### AIM OF THE EXERCISE:
Convert the records below into a JSON list of strings, one string per line, with blank lines omitted.

── SUPPLIED ENTRIES

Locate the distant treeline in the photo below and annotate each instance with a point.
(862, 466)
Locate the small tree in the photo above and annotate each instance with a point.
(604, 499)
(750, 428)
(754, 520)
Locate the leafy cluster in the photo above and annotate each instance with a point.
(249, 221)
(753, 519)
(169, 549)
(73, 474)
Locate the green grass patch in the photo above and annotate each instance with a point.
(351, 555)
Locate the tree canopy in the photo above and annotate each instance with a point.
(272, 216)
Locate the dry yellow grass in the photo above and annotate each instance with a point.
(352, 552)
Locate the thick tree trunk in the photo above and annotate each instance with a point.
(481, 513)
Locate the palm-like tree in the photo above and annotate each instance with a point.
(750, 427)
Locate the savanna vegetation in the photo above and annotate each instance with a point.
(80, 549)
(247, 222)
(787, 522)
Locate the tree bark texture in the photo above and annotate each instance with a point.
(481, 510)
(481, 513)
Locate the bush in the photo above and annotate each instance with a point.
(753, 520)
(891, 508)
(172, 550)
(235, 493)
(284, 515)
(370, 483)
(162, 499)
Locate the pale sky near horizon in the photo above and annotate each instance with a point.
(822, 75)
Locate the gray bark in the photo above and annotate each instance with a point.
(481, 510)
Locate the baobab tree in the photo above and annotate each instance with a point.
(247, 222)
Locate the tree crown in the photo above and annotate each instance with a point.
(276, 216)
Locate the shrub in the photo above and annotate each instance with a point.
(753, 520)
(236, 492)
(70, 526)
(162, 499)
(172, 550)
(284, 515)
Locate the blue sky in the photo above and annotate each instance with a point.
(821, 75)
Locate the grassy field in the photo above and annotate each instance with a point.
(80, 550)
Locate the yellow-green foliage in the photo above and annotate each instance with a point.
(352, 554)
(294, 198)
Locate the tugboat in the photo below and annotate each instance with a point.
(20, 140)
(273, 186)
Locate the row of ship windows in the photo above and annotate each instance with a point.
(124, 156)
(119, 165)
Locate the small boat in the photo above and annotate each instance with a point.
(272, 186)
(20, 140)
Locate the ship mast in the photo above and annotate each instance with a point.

────

### EXERCISE OUTPUT:
[
  "Locate the distant treeline in the photo below and annotate each instance with a point.",
  "(862, 466)",
  "Locate the small tree in the photo above and annotate each instance with a point.",
  "(604, 499)",
  "(750, 428)",
  "(754, 520)",
  "Locate the leafy cluster in the photo above and annotate each instance with a point.",
  "(249, 221)",
  "(753, 519)",
  "(169, 549)",
  "(73, 474)",
  "Locate the green grass patch in the photo above and annotate each instance with a point.",
  "(351, 555)",
  "Locate the tree canopy in the photo above and annotate each instance with a point.",
  "(272, 216)",
  "Locate the dry yellow grass in the photo above and annotate each instance with a point.",
  "(352, 552)",
  "Locate the thick tree trunk in the photo above and annotate each instance with a point.",
  "(481, 513)",
  "Locate the palm-like tree in the photo above and annotate each instance with a point.",
  "(750, 427)",
  "Locate the savanna vegetation in the photo above and annotate each instance with a point.",
  "(80, 549)",
  "(247, 222)",
  "(787, 522)",
  "Locate the tree bark texture in the photo above and annotate each instance with a point.",
  "(481, 510)",
  "(481, 513)",
  "Locate the bush in the photo above and annotate each instance with a point.",
  "(753, 520)",
  "(891, 508)",
  "(172, 550)",
  "(235, 493)",
  "(284, 515)",
  "(370, 483)",
  "(162, 499)",
  "Locate the pale sky near horizon in the photo above and annotate each instance with a point.",
  "(822, 75)",
  "Locate the gray bark in the photo above and annotate each instance with a point.",
  "(481, 510)",
  "Locate the baobab tree in the photo above and annotate each instance with a point.",
  "(247, 222)",
  "Locate the tree crown in the photo above and annotate each instance with a point.",
  "(276, 216)",
  "Locate the shrub in the photo above and annotate each instance with a point.",
  "(753, 520)",
  "(236, 492)",
  "(70, 526)",
  "(162, 499)",
  "(172, 550)",
  "(284, 515)",
  "Locate the blue sky in the photo above and annotate each instance with a point.",
  "(821, 75)",
  "Locate the grassy field in the photo above and annotate each instance with a point.",
  "(80, 550)",
  "Locate the yellow-green foliage in the photo above and annotate each instance with a point.",
  "(352, 554)",
  "(294, 198)",
  "Locate the tugboat in the photo below and annotate each instance with a point.",
  "(20, 140)",
  "(273, 186)",
  "Locate the row of ship windows in the photo above and annotate each instance with a point.",
  "(124, 156)",
  "(119, 165)",
  "Locate the small boat in the photo above and annotate each instance with a point.",
  "(272, 186)",
  "(20, 140)",
  "Locate the ship mast in the photo above and annotate each instance with a point."
]